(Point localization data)
━━━━━━━━━━━━━━━━

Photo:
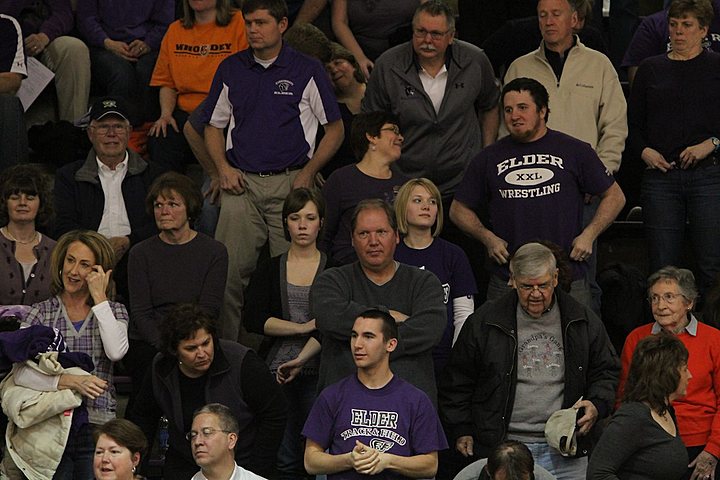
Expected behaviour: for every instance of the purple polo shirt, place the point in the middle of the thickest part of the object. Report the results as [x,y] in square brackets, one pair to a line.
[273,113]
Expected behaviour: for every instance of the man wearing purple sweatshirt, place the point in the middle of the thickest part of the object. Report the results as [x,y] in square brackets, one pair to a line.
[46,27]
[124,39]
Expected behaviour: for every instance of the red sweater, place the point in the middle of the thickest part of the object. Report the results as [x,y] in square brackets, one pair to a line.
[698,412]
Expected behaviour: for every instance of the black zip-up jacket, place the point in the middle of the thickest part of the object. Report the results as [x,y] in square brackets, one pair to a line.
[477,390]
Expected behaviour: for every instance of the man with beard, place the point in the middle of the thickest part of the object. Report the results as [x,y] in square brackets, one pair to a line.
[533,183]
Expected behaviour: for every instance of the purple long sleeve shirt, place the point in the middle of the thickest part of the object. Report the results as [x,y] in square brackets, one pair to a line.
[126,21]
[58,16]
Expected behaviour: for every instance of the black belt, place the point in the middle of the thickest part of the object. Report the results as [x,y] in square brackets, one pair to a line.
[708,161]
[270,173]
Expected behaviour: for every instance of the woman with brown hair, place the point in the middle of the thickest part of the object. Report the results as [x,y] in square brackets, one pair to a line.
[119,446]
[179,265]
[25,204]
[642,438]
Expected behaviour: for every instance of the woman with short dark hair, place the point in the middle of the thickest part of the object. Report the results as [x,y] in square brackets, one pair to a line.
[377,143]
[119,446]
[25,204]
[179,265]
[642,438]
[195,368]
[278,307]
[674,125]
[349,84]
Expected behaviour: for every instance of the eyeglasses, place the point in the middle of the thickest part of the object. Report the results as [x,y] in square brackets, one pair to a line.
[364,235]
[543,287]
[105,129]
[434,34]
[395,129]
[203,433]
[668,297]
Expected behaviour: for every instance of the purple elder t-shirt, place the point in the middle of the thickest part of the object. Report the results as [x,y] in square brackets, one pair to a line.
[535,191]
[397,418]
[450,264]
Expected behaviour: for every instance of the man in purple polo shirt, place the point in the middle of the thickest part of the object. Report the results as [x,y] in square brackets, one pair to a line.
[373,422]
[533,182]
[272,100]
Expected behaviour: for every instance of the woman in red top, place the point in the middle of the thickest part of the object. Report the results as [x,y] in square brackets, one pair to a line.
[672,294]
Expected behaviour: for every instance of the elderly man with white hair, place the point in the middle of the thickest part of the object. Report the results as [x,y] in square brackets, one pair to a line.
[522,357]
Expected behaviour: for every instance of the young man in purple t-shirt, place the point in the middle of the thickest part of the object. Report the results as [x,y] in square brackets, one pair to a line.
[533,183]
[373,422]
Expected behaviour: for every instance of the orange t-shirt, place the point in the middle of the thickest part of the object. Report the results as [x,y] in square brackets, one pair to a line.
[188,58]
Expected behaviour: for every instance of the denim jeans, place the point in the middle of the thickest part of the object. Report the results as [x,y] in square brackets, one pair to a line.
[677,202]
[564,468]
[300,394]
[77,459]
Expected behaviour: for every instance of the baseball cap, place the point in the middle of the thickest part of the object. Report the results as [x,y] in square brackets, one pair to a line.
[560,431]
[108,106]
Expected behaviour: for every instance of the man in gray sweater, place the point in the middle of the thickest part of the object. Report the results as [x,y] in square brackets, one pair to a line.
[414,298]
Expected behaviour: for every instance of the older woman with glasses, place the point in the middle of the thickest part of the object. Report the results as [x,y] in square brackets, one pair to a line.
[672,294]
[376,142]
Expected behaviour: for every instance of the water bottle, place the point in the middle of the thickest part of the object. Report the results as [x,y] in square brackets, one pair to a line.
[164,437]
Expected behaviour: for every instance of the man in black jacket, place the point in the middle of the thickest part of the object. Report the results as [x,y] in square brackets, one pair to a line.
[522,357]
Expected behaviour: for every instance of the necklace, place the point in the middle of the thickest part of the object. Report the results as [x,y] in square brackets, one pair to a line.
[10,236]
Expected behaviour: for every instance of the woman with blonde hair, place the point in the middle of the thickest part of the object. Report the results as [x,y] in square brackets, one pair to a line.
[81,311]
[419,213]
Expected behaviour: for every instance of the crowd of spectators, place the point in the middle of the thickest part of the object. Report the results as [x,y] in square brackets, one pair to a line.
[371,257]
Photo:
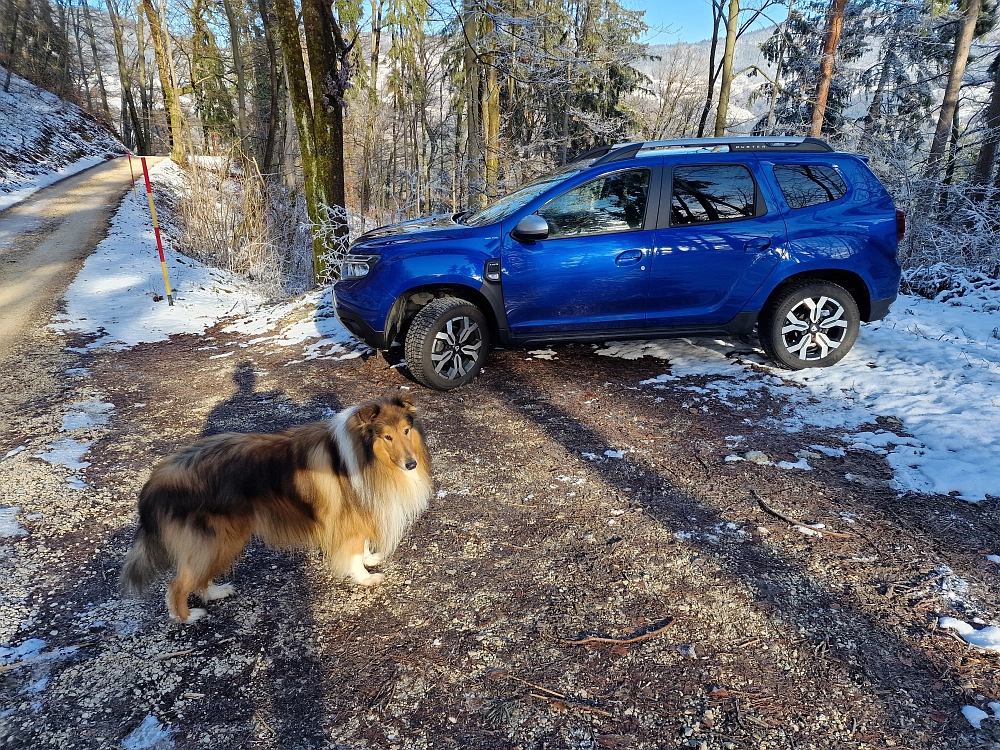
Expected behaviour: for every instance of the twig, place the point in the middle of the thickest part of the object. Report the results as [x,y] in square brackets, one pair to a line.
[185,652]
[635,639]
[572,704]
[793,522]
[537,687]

━━━━━━━━━━━━━━━━

- What is needed
From the line containing "Expected behaviour: for every instance of the crowd" down to the end of the data above, reproduce each line exactly; no pictures.

- Task answer
Expected behaviour: for every instance of the crowd of spectators, place the point in the middle of the thickest part of the object. Report the results as [x,y] in square brackets, one pair to a line.
[371,257]
Photo:
Expected behaviour: for every instance of the twig, place the point in the middle of the thickest part of the object. Report the results as [x,y] in square brackets, one pair to a line.
[185,652]
[635,639]
[572,704]
[793,522]
[537,687]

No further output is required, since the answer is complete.